Point annotation entries
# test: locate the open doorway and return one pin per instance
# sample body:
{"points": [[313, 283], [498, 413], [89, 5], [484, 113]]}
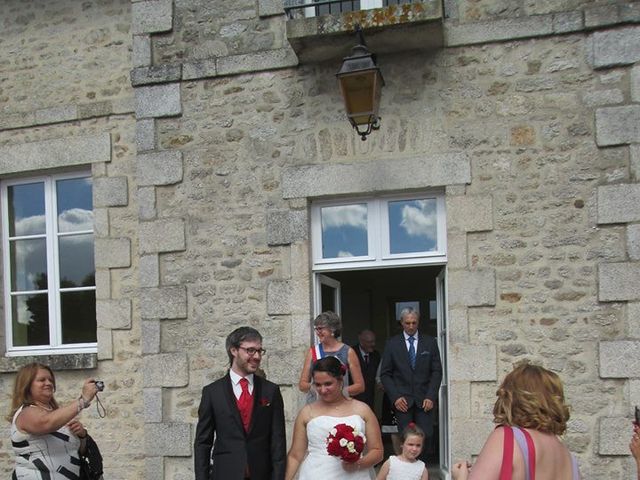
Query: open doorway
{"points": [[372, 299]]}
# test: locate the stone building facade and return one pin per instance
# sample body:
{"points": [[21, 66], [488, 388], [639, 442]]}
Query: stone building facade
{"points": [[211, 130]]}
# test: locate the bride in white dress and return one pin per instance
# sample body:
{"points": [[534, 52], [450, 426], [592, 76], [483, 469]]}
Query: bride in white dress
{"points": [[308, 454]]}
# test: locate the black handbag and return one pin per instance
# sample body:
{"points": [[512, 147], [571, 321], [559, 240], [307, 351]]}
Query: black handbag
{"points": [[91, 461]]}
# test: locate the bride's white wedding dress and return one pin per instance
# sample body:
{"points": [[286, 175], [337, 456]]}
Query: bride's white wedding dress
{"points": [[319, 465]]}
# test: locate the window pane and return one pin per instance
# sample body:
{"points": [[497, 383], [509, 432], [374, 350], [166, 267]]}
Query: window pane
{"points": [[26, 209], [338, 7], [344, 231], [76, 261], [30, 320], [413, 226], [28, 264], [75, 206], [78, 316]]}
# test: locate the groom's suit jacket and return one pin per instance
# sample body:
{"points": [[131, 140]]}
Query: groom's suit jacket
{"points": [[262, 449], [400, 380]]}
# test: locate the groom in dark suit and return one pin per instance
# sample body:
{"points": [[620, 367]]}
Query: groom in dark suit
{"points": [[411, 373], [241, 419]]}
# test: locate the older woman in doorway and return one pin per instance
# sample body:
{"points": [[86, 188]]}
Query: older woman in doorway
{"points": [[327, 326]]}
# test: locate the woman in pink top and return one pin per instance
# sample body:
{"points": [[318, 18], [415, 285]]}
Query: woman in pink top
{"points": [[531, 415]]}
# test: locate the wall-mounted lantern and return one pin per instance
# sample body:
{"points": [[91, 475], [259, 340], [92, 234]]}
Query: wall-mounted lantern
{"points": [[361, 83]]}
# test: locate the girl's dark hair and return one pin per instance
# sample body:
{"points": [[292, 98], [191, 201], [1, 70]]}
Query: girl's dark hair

Requirements:
Please reproduce the entries, starting at the line containing "# test: locate the groom in" and ending at the last entry, requests included. Shift every point coordinate in the answers by -82, and leave the sample bodies unchanged.

Written response:
# test: locate the groom in dark suit and return one pin per instance
# sample body:
{"points": [[620, 367]]}
Query: groom in dark suit
{"points": [[329, 291], [159, 337]]}
# test: locate the older woman in doorway and return one pin per instance
# sample body:
{"points": [[86, 188]]}
Query: older woman in doorway
{"points": [[245, 244]]}
# test: locate the woman in pink top and return one pin per instance
# sample body:
{"points": [[318, 18], [415, 285]]}
Query: woman in pink top
{"points": [[449, 333]]}
# test: locate the wall-mounted lantern and return one pin per instance
# sample body:
{"points": [[91, 475], [259, 340], [92, 234]]}
Query: wall-mounted lantern
{"points": [[279, 1]]}
# test: locate the girl's dark hair and return one pin per instance
# sample body:
{"points": [[292, 98], [191, 201], [1, 70]]}
Query: girl's dark hair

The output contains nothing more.